GIVEN PROBLEM> Please give these items again, swapping "green leaf" for "green foliage" wherever it occurs and leaving everything else unchanged.

╭──

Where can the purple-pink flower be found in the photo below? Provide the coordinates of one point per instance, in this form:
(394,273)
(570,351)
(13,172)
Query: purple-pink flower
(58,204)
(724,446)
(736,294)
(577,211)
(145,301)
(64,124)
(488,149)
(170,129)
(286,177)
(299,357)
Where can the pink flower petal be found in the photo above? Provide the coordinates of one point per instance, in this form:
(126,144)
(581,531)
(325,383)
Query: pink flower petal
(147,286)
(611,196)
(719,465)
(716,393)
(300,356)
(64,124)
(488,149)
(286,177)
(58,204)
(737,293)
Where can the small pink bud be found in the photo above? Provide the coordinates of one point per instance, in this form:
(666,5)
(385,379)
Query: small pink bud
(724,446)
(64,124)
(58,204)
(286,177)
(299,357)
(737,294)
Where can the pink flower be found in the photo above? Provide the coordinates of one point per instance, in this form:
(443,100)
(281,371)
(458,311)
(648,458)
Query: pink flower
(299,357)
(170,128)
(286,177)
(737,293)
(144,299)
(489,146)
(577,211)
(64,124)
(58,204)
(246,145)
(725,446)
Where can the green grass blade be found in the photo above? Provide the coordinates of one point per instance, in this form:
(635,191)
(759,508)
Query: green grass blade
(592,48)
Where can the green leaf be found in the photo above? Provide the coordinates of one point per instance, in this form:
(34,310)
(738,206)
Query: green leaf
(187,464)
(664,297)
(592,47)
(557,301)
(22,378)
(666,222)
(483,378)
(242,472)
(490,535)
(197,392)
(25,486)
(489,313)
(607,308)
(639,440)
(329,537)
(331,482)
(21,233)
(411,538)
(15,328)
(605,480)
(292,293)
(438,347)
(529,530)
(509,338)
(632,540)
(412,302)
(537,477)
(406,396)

╰──

IN RESPONSE>
Where can the purple-pink flower be found in the photo below? Provide the coordinates of one point per instance, in this form:
(394,273)
(570,351)
(13,172)
Query: purple-pink flower
(58,204)
(724,446)
(736,294)
(577,211)
(145,301)
(64,124)
(488,149)
(170,129)
(286,177)
(299,357)
Where can the pink flower petal be found in the photo above? Provide the coordinates of one point per instance, in this form:
(126,144)
(581,531)
(325,383)
Query: pink flower petal
(147,286)
(611,196)
(719,465)
(716,393)
(300,356)
(64,124)
(488,149)
(286,177)
(58,204)
(737,293)
Where can the small pink bud be found in the photo above? Provide the coordinates of one point per instance, in this form:
(666,5)
(385,379)
Query: small pink bud
(724,446)
(64,124)
(58,204)
(286,177)
(299,357)
(737,294)
Where can the pink flower be found in the photo above? Provide the coordinates of one point per instance, in this form:
(443,100)
(281,371)
(458,311)
(648,458)
Query: pink flower
(299,357)
(170,128)
(286,177)
(737,293)
(144,299)
(489,146)
(577,211)
(64,124)
(58,204)
(246,145)
(725,446)
Where can the green grass blade be found in the photo above? Provide the coordinates of one point per instance, in this form:
(635,191)
(759,508)
Query: green grass blade
(592,48)
Where can the green foliage be found in the photo above? Provide the coordinates of one point per instance, in this form:
(34,310)
(738,206)
Query: green foliage
(187,464)
(664,297)
(592,47)
(557,301)
(22,378)
(666,222)
(483,378)
(242,472)
(490,535)
(197,392)
(25,486)
(489,313)
(607,308)
(639,440)
(329,537)
(331,482)
(21,233)
(411,538)
(15,328)
(605,480)
(292,293)
(438,347)
(529,530)
(509,338)
(632,540)
(412,302)
(537,477)
(406,396)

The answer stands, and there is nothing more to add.